→ WHAT YOU SHOULD DO
Please repeat exactly the lines below from the one containing "sea, with integer pixel coordinates." down to the one containing "Query: stone tower on hill", both included, and nothing else.

→ INPUT RECORDS

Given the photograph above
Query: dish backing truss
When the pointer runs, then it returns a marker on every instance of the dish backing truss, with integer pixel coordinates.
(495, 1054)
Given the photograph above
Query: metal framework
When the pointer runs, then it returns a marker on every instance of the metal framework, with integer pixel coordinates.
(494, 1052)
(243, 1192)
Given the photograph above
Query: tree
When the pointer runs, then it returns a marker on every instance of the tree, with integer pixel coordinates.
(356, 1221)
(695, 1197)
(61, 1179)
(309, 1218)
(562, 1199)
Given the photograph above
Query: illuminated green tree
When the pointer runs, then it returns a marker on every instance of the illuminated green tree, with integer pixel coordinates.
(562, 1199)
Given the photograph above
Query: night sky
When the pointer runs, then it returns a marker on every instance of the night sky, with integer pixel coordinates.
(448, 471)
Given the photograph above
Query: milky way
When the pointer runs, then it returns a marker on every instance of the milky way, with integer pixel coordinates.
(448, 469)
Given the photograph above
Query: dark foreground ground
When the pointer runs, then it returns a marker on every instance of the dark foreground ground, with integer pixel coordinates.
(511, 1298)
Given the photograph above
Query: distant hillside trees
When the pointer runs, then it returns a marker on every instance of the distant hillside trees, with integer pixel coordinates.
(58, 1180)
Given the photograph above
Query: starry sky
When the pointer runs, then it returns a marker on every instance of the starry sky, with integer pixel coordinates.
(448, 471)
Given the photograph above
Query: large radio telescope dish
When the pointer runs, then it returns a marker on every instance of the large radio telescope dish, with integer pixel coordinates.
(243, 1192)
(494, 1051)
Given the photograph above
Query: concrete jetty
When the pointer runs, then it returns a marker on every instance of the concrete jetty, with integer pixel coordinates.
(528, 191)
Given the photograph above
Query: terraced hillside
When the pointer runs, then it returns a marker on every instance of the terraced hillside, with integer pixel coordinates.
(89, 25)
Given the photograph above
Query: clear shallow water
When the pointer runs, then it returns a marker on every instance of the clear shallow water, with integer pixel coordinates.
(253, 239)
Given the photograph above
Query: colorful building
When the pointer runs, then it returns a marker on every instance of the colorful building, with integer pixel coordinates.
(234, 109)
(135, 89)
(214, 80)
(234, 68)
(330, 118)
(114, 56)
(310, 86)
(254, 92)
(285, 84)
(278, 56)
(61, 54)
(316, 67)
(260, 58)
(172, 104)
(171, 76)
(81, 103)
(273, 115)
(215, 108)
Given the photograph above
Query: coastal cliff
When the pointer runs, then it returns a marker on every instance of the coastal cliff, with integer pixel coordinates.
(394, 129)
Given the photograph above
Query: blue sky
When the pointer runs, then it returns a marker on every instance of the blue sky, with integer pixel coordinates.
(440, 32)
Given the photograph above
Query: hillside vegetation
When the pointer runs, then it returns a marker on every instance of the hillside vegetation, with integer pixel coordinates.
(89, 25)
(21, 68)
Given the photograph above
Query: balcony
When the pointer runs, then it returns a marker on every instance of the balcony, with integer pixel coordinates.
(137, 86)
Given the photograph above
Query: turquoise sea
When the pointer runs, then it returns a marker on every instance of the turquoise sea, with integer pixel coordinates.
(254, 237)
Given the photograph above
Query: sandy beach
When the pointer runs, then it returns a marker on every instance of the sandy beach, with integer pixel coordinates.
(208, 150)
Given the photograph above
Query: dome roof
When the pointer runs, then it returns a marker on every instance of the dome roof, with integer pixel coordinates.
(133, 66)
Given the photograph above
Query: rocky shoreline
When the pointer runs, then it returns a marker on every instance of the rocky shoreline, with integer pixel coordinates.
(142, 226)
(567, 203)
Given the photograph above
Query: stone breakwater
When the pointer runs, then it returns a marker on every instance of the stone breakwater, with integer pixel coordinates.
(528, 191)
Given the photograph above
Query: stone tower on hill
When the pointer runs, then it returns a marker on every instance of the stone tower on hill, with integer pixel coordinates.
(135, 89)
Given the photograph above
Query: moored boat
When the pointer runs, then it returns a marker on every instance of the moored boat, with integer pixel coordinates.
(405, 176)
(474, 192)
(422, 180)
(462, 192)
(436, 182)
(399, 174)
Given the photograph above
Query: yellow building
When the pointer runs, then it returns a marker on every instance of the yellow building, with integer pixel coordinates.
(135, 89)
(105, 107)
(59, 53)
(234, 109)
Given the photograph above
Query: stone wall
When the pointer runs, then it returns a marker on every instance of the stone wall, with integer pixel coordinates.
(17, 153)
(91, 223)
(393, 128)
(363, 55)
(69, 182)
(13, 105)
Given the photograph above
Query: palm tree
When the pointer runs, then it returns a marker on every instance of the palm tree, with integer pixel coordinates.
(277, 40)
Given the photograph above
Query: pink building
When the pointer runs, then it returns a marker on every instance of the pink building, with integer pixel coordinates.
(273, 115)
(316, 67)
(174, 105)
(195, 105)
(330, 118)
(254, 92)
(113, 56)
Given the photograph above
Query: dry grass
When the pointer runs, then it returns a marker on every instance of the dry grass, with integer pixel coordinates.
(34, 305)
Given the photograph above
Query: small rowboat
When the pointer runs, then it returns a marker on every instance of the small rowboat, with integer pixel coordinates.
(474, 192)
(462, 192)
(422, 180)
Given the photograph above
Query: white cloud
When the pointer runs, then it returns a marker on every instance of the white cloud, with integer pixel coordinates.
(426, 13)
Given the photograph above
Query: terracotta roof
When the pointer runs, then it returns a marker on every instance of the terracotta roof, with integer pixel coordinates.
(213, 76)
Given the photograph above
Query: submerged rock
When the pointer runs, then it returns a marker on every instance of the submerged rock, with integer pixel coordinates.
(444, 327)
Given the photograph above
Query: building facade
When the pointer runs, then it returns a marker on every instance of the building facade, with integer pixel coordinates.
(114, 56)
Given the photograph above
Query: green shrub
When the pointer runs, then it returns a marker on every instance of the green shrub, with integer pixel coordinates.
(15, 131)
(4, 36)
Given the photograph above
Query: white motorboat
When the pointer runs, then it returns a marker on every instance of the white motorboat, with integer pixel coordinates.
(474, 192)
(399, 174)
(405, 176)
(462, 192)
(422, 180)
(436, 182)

→ RESULT OF THE EXERCISE
When the pointer runs, then it returns a marker on every instance of the turquoise sea, with integer pixel coordinates.
(254, 237)
Given the photograph above
Query: sandy beach
When the pointer runs, then it returns a marker on every instance of the sandy beach, with integer pixel coordinates.
(208, 150)
Given the photograph above
Query: dome roof
When the pointer runs, then it returns a marker on every instance of the dome roof, with integer pixel coordinates.
(133, 66)
Given the photograph above
Query: rocky shoreline
When the pointer runs, then it returns a marker on every instance of the rocky shoreline, with integer pixel coordinates.
(142, 226)
(567, 203)
Given the photograph above
Query: stone breakwater
When the pointer runs, then it returns a marker on every instance of the stone breakwater, with integer pixel coordinates.
(528, 191)
Given the photograph above
Query: stone tower on hill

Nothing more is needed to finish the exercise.